Material for this task

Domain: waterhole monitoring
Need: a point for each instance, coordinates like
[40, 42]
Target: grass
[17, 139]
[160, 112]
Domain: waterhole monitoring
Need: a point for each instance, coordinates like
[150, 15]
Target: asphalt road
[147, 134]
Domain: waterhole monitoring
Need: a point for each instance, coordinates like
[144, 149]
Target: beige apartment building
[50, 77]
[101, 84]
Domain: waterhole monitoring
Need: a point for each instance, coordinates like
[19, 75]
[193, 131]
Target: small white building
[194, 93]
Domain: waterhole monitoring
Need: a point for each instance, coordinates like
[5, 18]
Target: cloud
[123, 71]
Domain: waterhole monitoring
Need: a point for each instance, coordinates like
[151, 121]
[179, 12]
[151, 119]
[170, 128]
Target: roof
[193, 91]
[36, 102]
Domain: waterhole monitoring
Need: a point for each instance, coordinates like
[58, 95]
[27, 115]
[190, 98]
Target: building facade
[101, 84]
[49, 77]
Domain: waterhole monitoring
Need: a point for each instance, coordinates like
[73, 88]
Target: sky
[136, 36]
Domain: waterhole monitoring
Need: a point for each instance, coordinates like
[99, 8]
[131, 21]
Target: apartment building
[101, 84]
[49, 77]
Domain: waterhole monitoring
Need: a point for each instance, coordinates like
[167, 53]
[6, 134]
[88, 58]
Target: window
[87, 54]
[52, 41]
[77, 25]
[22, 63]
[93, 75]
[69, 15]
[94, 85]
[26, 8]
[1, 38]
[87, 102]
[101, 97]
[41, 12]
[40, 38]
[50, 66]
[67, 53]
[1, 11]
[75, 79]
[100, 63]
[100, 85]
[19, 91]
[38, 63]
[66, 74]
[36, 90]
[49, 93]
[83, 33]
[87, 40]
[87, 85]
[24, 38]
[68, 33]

---

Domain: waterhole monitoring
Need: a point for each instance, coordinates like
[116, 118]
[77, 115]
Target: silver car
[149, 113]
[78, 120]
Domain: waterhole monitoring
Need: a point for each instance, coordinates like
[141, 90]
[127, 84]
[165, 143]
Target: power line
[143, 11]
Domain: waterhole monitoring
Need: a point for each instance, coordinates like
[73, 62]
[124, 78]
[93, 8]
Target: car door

Assignment
From the listing above, the lines starting with the one that has "Target: silver car" and running through the one that has "Target: car door" should be copied exactly, ends included.

Solution to the exercise
Target: silver car
[149, 113]
[78, 120]
Domain: waterhole monitoring
Need: a point for each instance, coordinates like
[141, 90]
[127, 84]
[165, 143]
Target: power line
[143, 11]
Domain: waterhole monitoring
Need: a point for each instance, coordinates like
[73, 62]
[124, 78]
[93, 8]
Target: car door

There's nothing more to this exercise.